Si René Magritte est une figure importante du surréalisme, il cultive un style bien à lui. Grâce à des motifs qu’il reprend tout au long de sa carrière, il va construire une autre vision de la réalité, comme le rappelle l’œuvre emblématique Le fils de l’homme.
Surréalisme à la mode belge
À Paris, Magritte découvre André Breton et les surréalistes. Ce qui le frappe, c’est cette volonté de libérer l’esprit par l’art. Ce qui l’influence, ce sont les associations surprenantes d’objets qui n’ont rien à voir entre eux. Voilà ce qu’il ramène dans ses bagages lorsqu’il rentre s’installer définitivement en Belgique (où vous pouvez aujourd’hui admirer la plus vaste collection de ses œuvres, au musée Magritte). Même plusieurs années après son retour, il continue de construire ses œuvres selon des principes surréalistes.
Dans Le Fils de l’homme, peint à la fin de sa carrière, on voit un homme en chapeau melon, portant un costume sombre et une cravate rouge. Il se tient droit comme un i devant un muret. Derrière lui, le ciel et la mer grise se confondent. Tout paraît normal, à l’exception de cette pomme verte qui flotte au centre de la toile. Rien ne semble lier ces éléments entre eux. Bizarre… Le mystère reste entier.
• • •
# À FAIRE:
A) Renvoyez, s’il vous plaît, le passage du texte sur Magritte compris entre « Si René Magritte » et « fils de l’homme. », bornes incluses.
B) Selon le texte sur Magritte, de quelle couleur est la cravate de l’homme dans Le Fils de l’homme ?
La liste n’intervient pas dans ce travail.
• • •
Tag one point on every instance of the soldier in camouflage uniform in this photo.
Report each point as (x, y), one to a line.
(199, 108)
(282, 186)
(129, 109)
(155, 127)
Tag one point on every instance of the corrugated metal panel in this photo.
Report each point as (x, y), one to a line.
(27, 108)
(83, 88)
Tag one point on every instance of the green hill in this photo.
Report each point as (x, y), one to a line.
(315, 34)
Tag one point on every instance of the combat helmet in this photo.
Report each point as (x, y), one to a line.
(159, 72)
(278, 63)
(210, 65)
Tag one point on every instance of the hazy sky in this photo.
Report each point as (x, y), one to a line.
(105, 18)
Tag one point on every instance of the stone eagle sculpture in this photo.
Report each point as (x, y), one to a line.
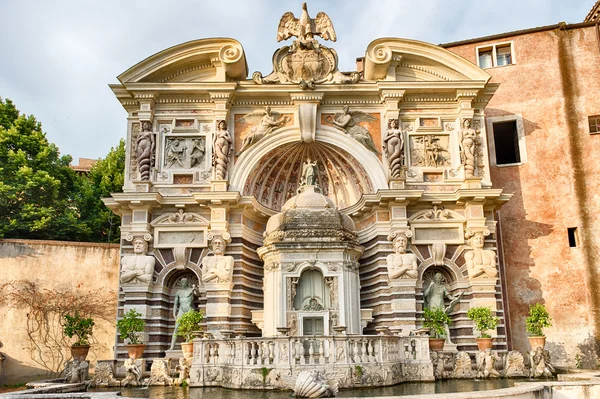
• • •
# RÉPONSES PAR TÂCHE:
A)
Si René Magritte est une figure importante du surréalisme, il cultive un style bien à lui. Grâce à des motifs qu’il reprend tout au long de sa carrière, il va construire une autre vision de la réalité, comme le rappelle l’œuvre emblématique Le fils de l’homme.

B) Elle est rouge.